## Goal of the exercise
Set down each line of the data below exactly as it stands, dropping the pictures.

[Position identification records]
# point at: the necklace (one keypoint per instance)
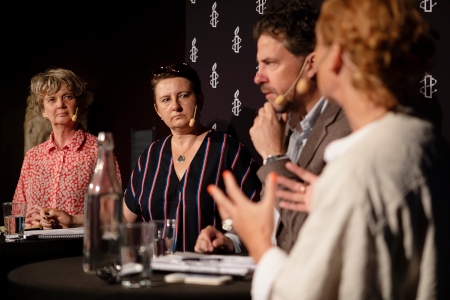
(181, 158)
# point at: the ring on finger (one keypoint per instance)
(303, 189)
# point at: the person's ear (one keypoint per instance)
(199, 102)
(311, 69)
(336, 58)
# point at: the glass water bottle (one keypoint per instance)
(102, 211)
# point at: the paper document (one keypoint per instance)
(236, 265)
(77, 232)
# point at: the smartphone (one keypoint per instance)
(193, 278)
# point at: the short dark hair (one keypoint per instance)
(189, 73)
(292, 22)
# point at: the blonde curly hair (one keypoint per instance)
(386, 42)
(50, 81)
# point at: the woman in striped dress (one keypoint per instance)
(170, 177)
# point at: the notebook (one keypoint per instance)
(77, 232)
(191, 262)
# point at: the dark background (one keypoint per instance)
(115, 47)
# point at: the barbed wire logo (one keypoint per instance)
(427, 5)
(193, 51)
(236, 109)
(236, 41)
(260, 6)
(428, 86)
(214, 16)
(214, 76)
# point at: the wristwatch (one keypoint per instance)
(274, 158)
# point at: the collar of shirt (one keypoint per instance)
(75, 142)
(338, 147)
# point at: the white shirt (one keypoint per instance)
(274, 259)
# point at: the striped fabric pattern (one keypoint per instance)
(154, 191)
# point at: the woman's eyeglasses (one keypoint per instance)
(176, 68)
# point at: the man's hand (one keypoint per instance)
(253, 222)
(298, 195)
(211, 240)
(267, 132)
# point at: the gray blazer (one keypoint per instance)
(330, 125)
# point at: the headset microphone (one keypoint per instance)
(74, 117)
(192, 121)
(281, 98)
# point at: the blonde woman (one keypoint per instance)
(379, 218)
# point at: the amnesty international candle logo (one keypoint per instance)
(214, 76)
(194, 51)
(260, 6)
(236, 109)
(236, 41)
(427, 5)
(428, 83)
(214, 16)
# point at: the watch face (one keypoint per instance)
(273, 158)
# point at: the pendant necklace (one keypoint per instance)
(181, 158)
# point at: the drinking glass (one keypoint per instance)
(14, 217)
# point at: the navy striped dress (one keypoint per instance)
(154, 191)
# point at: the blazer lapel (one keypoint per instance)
(318, 133)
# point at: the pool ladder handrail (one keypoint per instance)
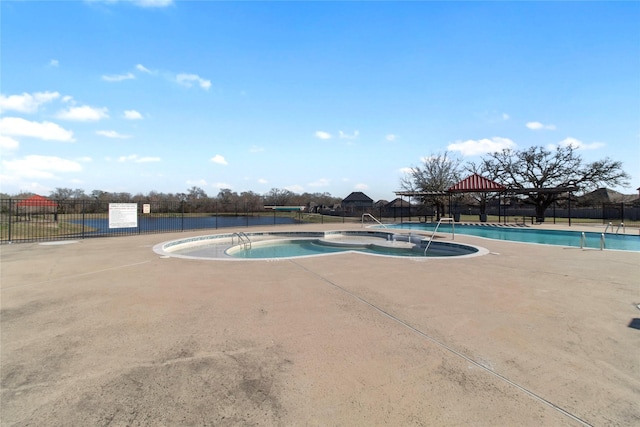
(583, 241)
(453, 232)
(243, 239)
(372, 217)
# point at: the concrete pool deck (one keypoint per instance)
(106, 332)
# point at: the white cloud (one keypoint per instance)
(197, 183)
(577, 144)
(353, 136)
(143, 69)
(26, 103)
(8, 144)
(132, 115)
(15, 126)
(189, 79)
(118, 77)
(139, 3)
(322, 135)
(481, 146)
(540, 126)
(219, 160)
(322, 182)
(136, 159)
(221, 185)
(112, 134)
(35, 166)
(84, 114)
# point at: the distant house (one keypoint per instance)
(604, 195)
(357, 201)
(36, 205)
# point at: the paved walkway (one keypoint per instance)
(106, 332)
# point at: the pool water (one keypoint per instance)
(261, 245)
(622, 242)
(297, 248)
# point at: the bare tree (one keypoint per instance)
(437, 173)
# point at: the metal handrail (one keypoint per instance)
(372, 217)
(453, 232)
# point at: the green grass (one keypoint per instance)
(37, 229)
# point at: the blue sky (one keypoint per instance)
(161, 95)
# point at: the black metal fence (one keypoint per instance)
(24, 220)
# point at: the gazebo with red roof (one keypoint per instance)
(37, 205)
(477, 184)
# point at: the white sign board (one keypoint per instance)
(123, 215)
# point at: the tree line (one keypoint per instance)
(521, 171)
(195, 198)
(535, 176)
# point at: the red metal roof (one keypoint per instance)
(37, 201)
(477, 183)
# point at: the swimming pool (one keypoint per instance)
(621, 242)
(260, 245)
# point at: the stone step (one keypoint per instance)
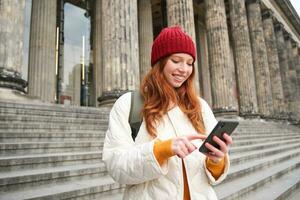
(239, 170)
(81, 189)
(241, 186)
(237, 141)
(21, 126)
(50, 119)
(11, 163)
(97, 114)
(65, 136)
(243, 157)
(17, 105)
(255, 131)
(280, 189)
(294, 195)
(264, 136)
(48, 147)
(22, 179)
(262, 145)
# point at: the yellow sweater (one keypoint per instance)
(163, 151)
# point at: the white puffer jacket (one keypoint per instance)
(134, 164)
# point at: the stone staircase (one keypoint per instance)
(54, 152)
(265, 162)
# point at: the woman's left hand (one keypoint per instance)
(215, 154)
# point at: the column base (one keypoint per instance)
(109, 97)
(12, 80)
(250, 115)
(10, 95)
(227, 112)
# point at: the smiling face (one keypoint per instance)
(178, 69)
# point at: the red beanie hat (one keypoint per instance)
(172, 40)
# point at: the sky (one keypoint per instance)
(296, 5)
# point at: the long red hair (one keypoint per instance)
(159, 95)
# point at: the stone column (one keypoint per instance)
(283, 65)
(181, 13)
(202, 56)
(243, 58)
(219, 58)
(292, 79)
(260, 59)
(295, 57)
(97, 49)
(145, 36)
(11, 44)
(42, 63)
(120, 43)
(273, 62)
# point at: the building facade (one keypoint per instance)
(89, 52)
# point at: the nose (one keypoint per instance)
(183, 67)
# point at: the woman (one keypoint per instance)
(163, 161)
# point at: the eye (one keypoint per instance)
(175, 61)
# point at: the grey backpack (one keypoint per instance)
(135, 119)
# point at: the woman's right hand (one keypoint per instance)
(182, 146)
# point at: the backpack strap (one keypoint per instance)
(135, 119)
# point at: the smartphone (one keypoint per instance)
(221, 128)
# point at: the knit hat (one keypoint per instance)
(172, 40)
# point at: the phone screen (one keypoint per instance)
(221, 128)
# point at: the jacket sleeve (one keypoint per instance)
(209, 122)
(127, 162)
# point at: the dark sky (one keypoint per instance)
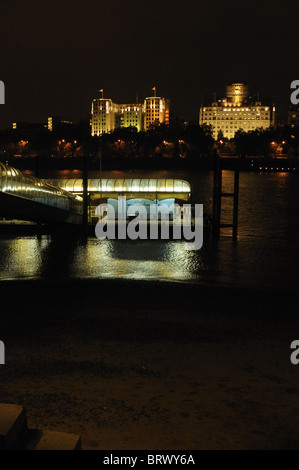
(56, 55)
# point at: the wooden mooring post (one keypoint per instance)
(217, 201)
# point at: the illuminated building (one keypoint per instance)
(106, 115)
(156, 111)
(236, 111)
(131, 115)
(293, 116)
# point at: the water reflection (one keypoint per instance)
(265, 255)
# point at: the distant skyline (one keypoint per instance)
(54, 59)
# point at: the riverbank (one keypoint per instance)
(131, 365)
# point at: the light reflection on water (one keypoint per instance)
(266, 253)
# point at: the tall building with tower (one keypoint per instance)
(156, 110)
(106, 116)
(236, 111)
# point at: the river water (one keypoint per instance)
(265, 255)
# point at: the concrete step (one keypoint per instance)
(14, 433)
(13, 425)
(53, 440)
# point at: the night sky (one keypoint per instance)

## Task solution
# point at: the necklace (one keypoint per instance)
(181, 158)
# point at: the ring on finger (one keypoint per instance)
(303, 189)
# point at: the person's ear (one keypoint per instance)
(199, 102)
(311, 69)
(336, 58)
# point at: the glass water bottle (one keypoint per instance)
(102, 211)
# point at: the paper document (one keypoint per instance)
(236, 265)
(77, 232)
# point at: the smartphone (one keypoint per instance)
(193, 278)
# point at: the short dark hair (one keypoint per instance)
(189, 73)
(292, 22)
# point at: the blonde curly hair (one keypoint per instance)
(386, 42)
(50, 81)
# point at: the woman in striped dress (one keypoint per instance)
(170, 177)
# point at: the notebook (one keypoint per instance)
(77, 232)
(191, 262)
# point at: the dark background (one keypoint per instance)
(115, 47)
# point at: the barbed wire logo (one keypoint per instance)
(427, 5)
(193, 51)
(236, 109)
(236, 41)
(260, 6)
(428, 86)
(214, 16)
(214, 76)
# point at: the wristwatch (one keypoint per instance)
(274, 158)
# point at: the collar of shirt (one keypoint per instance)
(75, 142)
(338, 147)
# point at: the white shirt (one keypoint per instance)
(274, 259)
# point at: the striped fabric pattern (one keypoint per instance)
(154, 191)
# point at: the woman's eyeglasses (one keypoint per instance)
(176, 68)
# point at: the man's hand (one keypoint per instance)
(253, 222)
(298, 195)
(211, 240)
(267, 132)
# point at: the gray blazer (one keypoint per instance)
(330, 125)
# point at: the headset microphone (one keypoint per instance)
(74, 117)
(192, 121)
(281, 98)
# point at: the blonde woman (one keypoint per instance)
(379, 218)
# point at: the amnesty international candle logo (one keypoint per instance)
(214, 76)
(194, 51)
(260, 6)
(236, 109)
(236, 41)
(427, 5)
(428, 83)
(214, 16)
# point at: the watch face (one keypoint per instance)
(273, 158)
# point at: the pendant necklace (one keypoint per instance)
(181, 158)
# point at: the drinking glass (one keypoint per instance)
(14, 217)
# point at: the navy striped dress (one keypoint per instance)
(154, 191)
# point at: the blazer lapel (one keypoint per instance)
(318, 133)
# point at: the pool ladder handrail (one keypoint per instance)
(583, 241)
(453, 232)
(243, 239)
(372, 217)
# point at: the concrete pool deck (one keypoint per instance)
(106, 332)
# point at: the white cloud (one keypoint per instance)
(197, 183)
(577, 144)
(353, 136)
(143, 69)
(26, 103)
(8, 144)
(132, 115)
(15, 126)
(189, 79)
(118, 77)
(139, 3)
(322, 135)
(481, 146)
(540, 126)
(219, 160)
(322, 182)
(136, 159)
(221, 185)
(112, 134)
(35, 166)
(84, 114)
# point at: the distant house (one keypoint per instance)
(604, 195)
(357, 201)
(36, 205)
# point at: the paved walkway (one keypoint per instance)
(106, 332)
# point at: the pool water (one keypoint per instance)
(261, 245)
(622, 242)
(297, 248)
# point at: the bare tree (one keypoint per instance)
(437, 173)
# point at: the metal handrail (one keypoint per instance)
(372, 217)
(453, 232)
# point at: the green grass (one keypoint per instance)
(37, 229)
# point at: the blue sky (one keypoint per instance)
(161, 95)
# point at: the black metal fence (one keypoint per instance)
(24, 220)
# point at: the gazebo with red roof (one keypoint per instance)
(37, 205)
(477, 184)
# point at: the white sign board (one keypoint per instance)
(123, 215)
# point at: the tree line (one keypoint per instance)
(521, 171)
(195, 198)
(535, 176)
# point at: the red metal roof (one keypoint per instance)
(37, 201)
(477, 183)
# point at: the swimming pool (one keypoint per instance)
(621, 242)
(260, 245)
# point at: the stone step (one keypoint per instance)
(239, 170)
(81, 189)
(241, 186)
(237, 141)
(21, 126)
(50, 119)
(11, 163)
(97, 114)
(65, 136)
(243, 157)
(17, 105)
(255, 131)
(280, 189)
(294, 195)
(264, 136)
(48, 147)
(22, 179)
(262, 145)
# point at: the yellow sweater (one keypoint per instance)
(163, 151)
# point at: the white puffer jacket (one keypoint per instance)
(134, 164)
# point at: the stone staircase (one keypoint per instance)
(54, 152)
(265, 162)
# point at: the woman's left hand (one keypoint per instance)
(215, 154)
# point at: the column base (one keypoint per instance)
(109, 97)
(12, 80)
(250, 115)
(10, 95)
(227, 112)
# point at: the smiling face (one keypoint per instance)
(178, 69)
# point at: the red beanie hat (one keypoint per instance)
(172, 40)
# point at: the sky (one keypoint per instance)
(296, 5)
# point at: the long red hair (one keypoint per instance)
(159, 95)
# point at: the stone column (one keypoint per instance)
(283, 65)
(181, 13)
(202, 56)
(243, 58)
(219, 58)
(292, 79)
(260, 59)
(295, 57)
(97, 49)
(145, 36)
(11, 44)
(42, 63)
(120, 43)
(273, 62)
# point at: the building facade (one keypoint per instance)
(89, 52)
# point at: the nose (one keypoint per instance)
(183, 67)
# point at: the woman (one keypoint per instance)
(163, 161)
# point at: the eye (one keypoint per instance)
(175, 61)
# point at: the grey backpack (one keypoint per instance)
(135, 119)
# point at: the woman's right hand (one keypoint per instance)
(182, 146)
# point at: the backpack strap (one keypoint per instance)
(135, 119)
# point at: the smartphone (one keypoint per instance)
(221, 128)
# point at: the knit hat (one keypoint per instance)
(172, 40)
# point at: the phone screen (one keypoint per instance)
(221, 128)
# point at: the jacket sleeve (one keypoint per instance)
(209, 122)
(127, 162)
# point at: the dark sky (one keypoint per instance)
(56, 55)
# point at: the wooden mooring post (one keypoint per instance)
(217, 201)
# point at: the illuminated building (one keypoint per instance)
(106, 115)
(156, 111)
(236, 111)
(131, 115)
(293, 116)
# point at: the water reflection (one keypoint per instance)
(265, 255)
# point at: the distant skyline (one keypoint per instance)
(54, 59)
# point at: the riverbank (one keypoint per instance)
(131, 365)
# point at: the light reflection on water (one keypoint per instance)
(266, 253)
# point at: the tall building with tower (one keypoint per instance)
(156, 110)
(106, 116)
(236, 111)
# point at: the river water (one keypoint per instance)
(265, 255)
# point at: the concrete step (one keypoint per instance)
(14, 433)
(13, 425)
(53, 440)
# point at: the night sky (one keypoint per instance)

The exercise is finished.